EXERCISE DESCRIPTION: Please return every line of the records below that contains the word "television".

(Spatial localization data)
========================================
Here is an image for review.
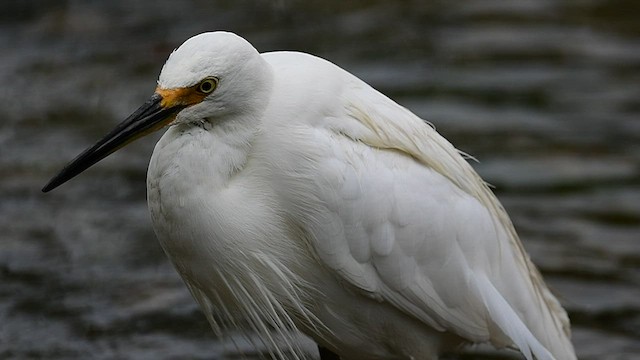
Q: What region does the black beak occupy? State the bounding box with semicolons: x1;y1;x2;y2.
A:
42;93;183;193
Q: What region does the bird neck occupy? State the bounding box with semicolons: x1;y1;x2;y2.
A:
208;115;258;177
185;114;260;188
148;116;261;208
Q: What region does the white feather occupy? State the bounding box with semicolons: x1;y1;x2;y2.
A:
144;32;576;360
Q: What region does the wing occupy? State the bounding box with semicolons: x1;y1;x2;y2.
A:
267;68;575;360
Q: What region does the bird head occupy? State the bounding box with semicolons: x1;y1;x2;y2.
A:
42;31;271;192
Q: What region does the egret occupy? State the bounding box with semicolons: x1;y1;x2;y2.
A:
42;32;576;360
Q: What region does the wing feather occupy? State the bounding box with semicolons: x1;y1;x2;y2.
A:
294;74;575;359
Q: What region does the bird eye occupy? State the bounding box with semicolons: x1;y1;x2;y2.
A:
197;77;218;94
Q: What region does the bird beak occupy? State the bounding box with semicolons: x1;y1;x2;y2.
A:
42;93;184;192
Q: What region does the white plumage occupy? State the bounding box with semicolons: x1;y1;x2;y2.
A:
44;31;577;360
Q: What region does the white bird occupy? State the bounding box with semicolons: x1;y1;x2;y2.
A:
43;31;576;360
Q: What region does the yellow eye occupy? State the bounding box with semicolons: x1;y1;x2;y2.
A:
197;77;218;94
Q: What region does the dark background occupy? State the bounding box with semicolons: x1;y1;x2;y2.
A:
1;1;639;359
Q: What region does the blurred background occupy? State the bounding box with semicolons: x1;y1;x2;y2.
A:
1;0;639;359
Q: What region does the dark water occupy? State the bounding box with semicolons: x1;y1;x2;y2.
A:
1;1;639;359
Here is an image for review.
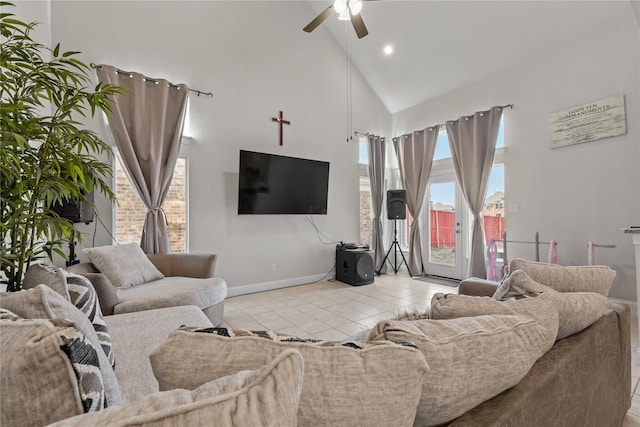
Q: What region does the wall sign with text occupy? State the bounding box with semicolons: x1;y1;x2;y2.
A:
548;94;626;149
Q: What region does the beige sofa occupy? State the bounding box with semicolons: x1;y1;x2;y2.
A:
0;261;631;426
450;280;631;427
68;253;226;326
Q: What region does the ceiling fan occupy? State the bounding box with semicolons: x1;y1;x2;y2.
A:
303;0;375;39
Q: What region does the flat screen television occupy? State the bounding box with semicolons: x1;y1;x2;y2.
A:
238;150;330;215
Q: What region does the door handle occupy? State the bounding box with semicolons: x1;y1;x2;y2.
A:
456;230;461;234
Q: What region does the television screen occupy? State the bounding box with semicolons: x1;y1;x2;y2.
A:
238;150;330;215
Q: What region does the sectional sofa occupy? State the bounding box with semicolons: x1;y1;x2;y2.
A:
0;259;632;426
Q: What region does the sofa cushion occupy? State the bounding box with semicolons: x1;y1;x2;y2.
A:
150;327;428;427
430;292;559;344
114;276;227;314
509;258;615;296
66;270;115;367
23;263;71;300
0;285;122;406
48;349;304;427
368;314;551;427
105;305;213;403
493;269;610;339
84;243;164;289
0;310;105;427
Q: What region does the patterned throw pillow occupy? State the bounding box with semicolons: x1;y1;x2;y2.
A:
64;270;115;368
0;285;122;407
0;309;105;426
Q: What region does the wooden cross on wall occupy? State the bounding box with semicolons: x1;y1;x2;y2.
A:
========================================
WRITTEN REPLY:
Q: What region does the flat screen television occupy? State the bounding box with semicolons: x1;y1;x2;y2.
Q: What region does the television screen occupy? State the bounding box with semicolons: x1;y1;x2;y2.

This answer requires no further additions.